### Records provided

----------------

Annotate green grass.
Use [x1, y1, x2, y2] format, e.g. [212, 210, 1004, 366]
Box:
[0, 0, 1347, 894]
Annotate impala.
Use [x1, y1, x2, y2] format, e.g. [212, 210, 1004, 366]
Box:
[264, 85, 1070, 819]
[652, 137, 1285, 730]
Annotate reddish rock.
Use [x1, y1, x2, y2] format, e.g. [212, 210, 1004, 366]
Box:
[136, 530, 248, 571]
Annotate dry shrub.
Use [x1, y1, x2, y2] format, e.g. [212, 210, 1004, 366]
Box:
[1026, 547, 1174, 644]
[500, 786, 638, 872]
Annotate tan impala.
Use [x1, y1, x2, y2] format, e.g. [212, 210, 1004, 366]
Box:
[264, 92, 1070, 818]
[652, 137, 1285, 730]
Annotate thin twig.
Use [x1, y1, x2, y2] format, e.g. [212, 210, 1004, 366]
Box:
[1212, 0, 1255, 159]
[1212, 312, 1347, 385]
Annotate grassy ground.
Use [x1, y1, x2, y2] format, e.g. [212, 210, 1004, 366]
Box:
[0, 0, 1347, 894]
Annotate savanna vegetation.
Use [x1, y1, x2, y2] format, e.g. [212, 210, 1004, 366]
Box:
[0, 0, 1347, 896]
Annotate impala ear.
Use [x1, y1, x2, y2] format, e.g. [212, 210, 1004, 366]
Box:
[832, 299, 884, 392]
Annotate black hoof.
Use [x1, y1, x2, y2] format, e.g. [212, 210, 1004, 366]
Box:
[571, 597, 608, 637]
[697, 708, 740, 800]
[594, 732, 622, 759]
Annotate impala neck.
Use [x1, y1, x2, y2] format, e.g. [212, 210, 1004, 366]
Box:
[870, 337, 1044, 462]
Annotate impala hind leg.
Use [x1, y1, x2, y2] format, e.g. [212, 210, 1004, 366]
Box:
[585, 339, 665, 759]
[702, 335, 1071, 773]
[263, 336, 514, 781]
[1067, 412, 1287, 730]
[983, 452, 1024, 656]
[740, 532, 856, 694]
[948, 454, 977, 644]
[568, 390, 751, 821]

----------------

Render all of the material above as a Markdown table with the columns Row and Line, giving each line its own numbered row and omitting blank lines.

### Reply
| Row | Line |
|---|---|
| 1 | Annotate green grass. |
| 2 | Use [x1, y1, x2, y2] format, e.g. [212, 210, 1004, 366] |
| 3 | Box: |
| 4 | [0, 0, 1347, 894] |
| 5 | Annotate impala. |
| 6 | Use [x1, y1, x2, y2] format, e.g. [212, 210, 1004, 366] |
| 7 | Box: |
| 8 | [264, 85, 1070, 819] |
| 9 | [652, 137, 1285, 730] |
| 10 | Annotate reddish rock. |
| 11 | Use [x1, y1, x2, y2] format, e.g. [212, 210, 1004, 366] |
| 12 | Box: |
| 13 | [136, 530, 248, 571] |
| 14 | Annotate dry shrub. |
| 15 | Use [x1, y1, x2, y2] format, e.g. [212, 210, 1004, 366] |
| 16 | Box: |
| 17 | [1026, 547, 1174, 644] |
| 18 | [500, 786, 638, 872] |
| 19 | Annotate tan impala. |
| 20 | Use [x1, y1, x2, y2] format, e.g. [212, 210, 1004, 366] |
| 21 | Box: |
| 22 | [264, 92, 1070, 818] |
| 23 | [652, 137, 1285, 730] |
| 24 | Annotate thin twig. |
| 25 | Use [x1, y1, x2, y2] format, e.g. [212, 210, 1004, 366] |
| 26 | Box: |
| 27 | [1212, 0, 1255, 159] |
| 28 | [1212, 312, 1347, 385] |
| 29 | Annotate grassy ground. |
| 30 | Use [x1, y1, x2, y2] format, e.g. [212, 210, 1004, 366] |
| 31 | Box: |
| 32 | [0, 0, 1347, 894] |
| 33 | Annotate savanna vegetation. |
| 34 | Use [x1, y1, x2, y2] format, e.g. [212, 210, 1004, 366] |
| 35 | Box: |
| 36 | [0, 0, 1347, 896] |
| 37 | Annotate impala ear. |
| 38 | Use [x1, y1, x2, y2] format, e.g. [212, 210, 1004, 366] |
| 39 | Box: |
| 40 | [832, 299, 884, 392] |
| 41 | Annotate black hoof. |
| 42 | Use [x1, y1, x2, y2] format, e.g. [212, 210, 1004, 366] |
| 43 | Box: |
| 44 | [571, 597, 608, 637] |
| 45 | [697, 708, 740, 800] |
| 46 | [594, 732, 622, 759] |
| 47 | Annotate impala neck. |
| 48 | Use [x1, y1, x2, y2] format, e.g. [212, 210, 1004, 366] |
| 49 | Box: |
| 50 | [870, 337, 1044, 462] |
| 51 | Annotate impala hind leg. |
| 52 | Use [x1, y1, x2, y2] format, e.g. [212, 210, 1004, 366] |
| 53 | Box: |
| 54 | [585, 339, 665, 759] |
| 55 | [702, 335, 1071, 773] |
| 56 | [263, 336, 514, 781] |
| 57 | [1067, 412, 1287, 730] |
| 58 | [983, 452, 1024, 656] |
| 59 | [740, 532, 856, 694] |
| 60 | [948, 454, 977, 644] |
| 61 | [568, 390, 751, 821] |